WHAT TO WORK ON:
Render the listing below as a numbered list, one line per item, with blank lines left out.

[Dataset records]
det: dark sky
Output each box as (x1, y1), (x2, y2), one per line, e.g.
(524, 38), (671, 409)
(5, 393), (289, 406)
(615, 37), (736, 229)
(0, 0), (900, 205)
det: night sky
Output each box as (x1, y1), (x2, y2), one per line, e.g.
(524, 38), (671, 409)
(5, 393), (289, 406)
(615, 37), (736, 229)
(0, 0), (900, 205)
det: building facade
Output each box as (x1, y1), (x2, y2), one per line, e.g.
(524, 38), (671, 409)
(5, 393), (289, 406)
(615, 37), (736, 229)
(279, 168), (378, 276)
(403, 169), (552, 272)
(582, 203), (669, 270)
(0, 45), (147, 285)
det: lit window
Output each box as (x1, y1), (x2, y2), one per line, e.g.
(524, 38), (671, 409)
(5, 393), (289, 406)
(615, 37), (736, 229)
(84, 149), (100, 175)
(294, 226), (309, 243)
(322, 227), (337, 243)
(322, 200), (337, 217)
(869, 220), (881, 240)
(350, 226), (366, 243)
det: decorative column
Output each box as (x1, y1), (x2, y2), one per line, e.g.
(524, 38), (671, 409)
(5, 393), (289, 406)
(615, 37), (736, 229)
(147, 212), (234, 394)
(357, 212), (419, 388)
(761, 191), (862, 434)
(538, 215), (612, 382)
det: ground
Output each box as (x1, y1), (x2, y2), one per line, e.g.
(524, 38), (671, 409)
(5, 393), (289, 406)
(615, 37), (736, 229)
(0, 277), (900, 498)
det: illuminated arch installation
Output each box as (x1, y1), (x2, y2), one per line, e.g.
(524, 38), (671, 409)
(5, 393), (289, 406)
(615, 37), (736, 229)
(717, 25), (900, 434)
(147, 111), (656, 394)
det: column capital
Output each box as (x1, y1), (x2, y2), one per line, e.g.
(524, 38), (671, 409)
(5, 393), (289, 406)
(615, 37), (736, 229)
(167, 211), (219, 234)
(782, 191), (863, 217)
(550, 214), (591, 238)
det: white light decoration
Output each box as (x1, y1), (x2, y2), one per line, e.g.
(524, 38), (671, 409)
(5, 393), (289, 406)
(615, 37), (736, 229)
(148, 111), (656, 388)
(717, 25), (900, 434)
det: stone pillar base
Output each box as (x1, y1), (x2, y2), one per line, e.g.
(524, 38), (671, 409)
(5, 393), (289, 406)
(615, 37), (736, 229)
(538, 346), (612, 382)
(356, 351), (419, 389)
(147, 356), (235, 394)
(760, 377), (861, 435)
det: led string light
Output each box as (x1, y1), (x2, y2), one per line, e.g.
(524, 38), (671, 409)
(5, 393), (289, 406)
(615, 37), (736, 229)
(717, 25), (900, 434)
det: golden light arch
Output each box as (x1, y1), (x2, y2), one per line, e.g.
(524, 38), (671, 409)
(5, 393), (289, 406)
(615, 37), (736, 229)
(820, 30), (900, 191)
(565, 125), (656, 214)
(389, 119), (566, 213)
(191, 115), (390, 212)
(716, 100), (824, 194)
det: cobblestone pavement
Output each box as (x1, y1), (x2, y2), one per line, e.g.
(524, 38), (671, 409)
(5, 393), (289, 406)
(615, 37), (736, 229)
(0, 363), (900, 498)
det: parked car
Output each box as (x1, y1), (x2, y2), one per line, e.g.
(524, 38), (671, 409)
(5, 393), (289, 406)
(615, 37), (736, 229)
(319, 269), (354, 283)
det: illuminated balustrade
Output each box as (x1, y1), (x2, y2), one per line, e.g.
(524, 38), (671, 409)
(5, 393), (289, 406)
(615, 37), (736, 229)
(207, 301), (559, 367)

SOLUTION FOR THIS TASK:
1. det: dark sky
2. Output each box as (x1, y1), (x2, y2), one per line, e.g.
3. (524, 38), (671, 409)
4. (5, 393), (289, 406)
5. (615, 37), (736, 229)
6. (0, 0), (900, 205)
7. det: night sky
8. Output each box as (x1, y1), (x2, y2), one per line, e.g.
9. (524, 38), (671, 409)
10. (5, 393), (289, 406)
11. (615, 37), (736, 229)
12. (0, 0), (900, 205)
13. det: building facade
14. Output each box as (x1, y1), (x2, y2), one per line, e.g.
15. (524, 38), (671, 409)
16. (5, 393), (289, 406)
17. (615, 37), (736, 229)
18. (279, 168), (378, 276)
19. (403, 169), (552, 272)
20. (582, 203), (669, 270)
21. (0, 45), (147, 285)
22. det: lit window
23. Output each box as (x1, y1), (x2, y2), one per line, e.g.
24. (524, 38), (671, 409)
25. (5, 393), (289, 406)
26. (615, 37), (736, 229)
27. (84, 149), (100, 175)
28. (294, 226), (309, 243)
29. (322, 227), (337, 243)
30. (322, 200), (337, 217)
31. (869, 220), (881, 240)
32. (350, 226), (366, 243)
33. det: decorative column
34. Output each box as (x1, y1), (x2, y2), one per line, e.g.
35. (524, 38), (671, 409)
36. (5, 393), (289, 406)
37. (615, 37), (736, 229)
38. (147, 212), (234, 394)
39. (357, 212), (419, 388)
40. (761, 191), (862, 434)
41. (538, 215), (612, 382)
42. det: ground
43. Output each box as (x1, y1), (x2, y2), one per line, e.g.
44. (524, 38), (671, 409)
45. (5, 393), (289, 406)
46. (615, 37), (736, 229)
47. (0, 277), (900, 498)
48. det: illuminated arch installation
49. Output each box as (x1, y1), (x2, y2), one per line, e.g.
50. (524, 38), (671, 409)
51. (5, 393), (289, 406)
52. (615, 37), (736, 229)
53. (717, 25), (900, 434)
54. (147, 111), (656, 394)
55. det: column capital
56. Output each box as (x1, y1), (x2, y2), one per line, e.g.
57. (524, 38), (671, 409)
58. (5, 393), (289, 406)
59. (615, 37), (736, 229)
60. (167, 211), (219, 234)
61. (782, 191), (863, 217)
62. (550, 214), (591, 238)
63. det: white light decoration
64. Output each box as (x1, y1), (x2, y2), one per line, e.g.
65. (524, 38), (671, 409)
66. (5, 393), (289, 406)
67. (615, 37), (736, 229)
68. (148, 111), (656, 388)
69. (717, 25), (900, 434)
70. det: stone pillar base
71. Output each box as (x1, y1), (x2, y2), one per line, e.g.
72. (524, 38), (671, 409)
73. (5, 393), (289, 406)
74. (615, 37), (736, 229)
75. (538, 346), (612, 382)
76. (356, 351), (419, 389)
77. (147, 356), (235, 394)
78. (760, 377), (861, 435)
79. det: led string light
80. Output each box as (x1, y1), (x2, y2), one per line, e.g.
81. (524, 38), (671, 409)
82. (5, 393), (289, 406)
83. (615, 37), (736, 229)
84. (717, 25), (900, 434)
85. det: golden light arch
86. Output each box as (x1, y1), (x2, y2), one per line, e.g.
87. (524, 38), (671, 409)
88. (5, 393), (289, 406)
89. (615, 37), (736, 229)
90. (820, 30), (900, 191)
91. (565, 125), (656, 214)
92. (389, 119), (566, 213)
93. (191, 115), (390, 212)
94. (716, 100), (824, 194)
95. det: cobblestone pavement
96. Output each box as (x1, y1), (x2, y2), one per line, e.g.
97. (524, 38), (671, 409)
98. (5, 393), (289, 406)
99. (615, 37), (736, 229)
100. (0, 363), (900, 498)
101. det: parked car
102. Output each box as (x1, y1), (x2, y2), one per line, e.g.
103. (524, 38), (671, 409)
104. (5, 393), (289, 406)
105. (615, 37), (736, 229)
106. (319, 269), (354, 283)
107. det: illuminated balustrade
108. Output each box as (x1, y1), (x2, y2), one per line, e.g.
109. (524, 38), (671, 409)
110. (5, 393), (289, 406)
111. (615, 37), (736, 229)
112. (207, 301), (559, 367)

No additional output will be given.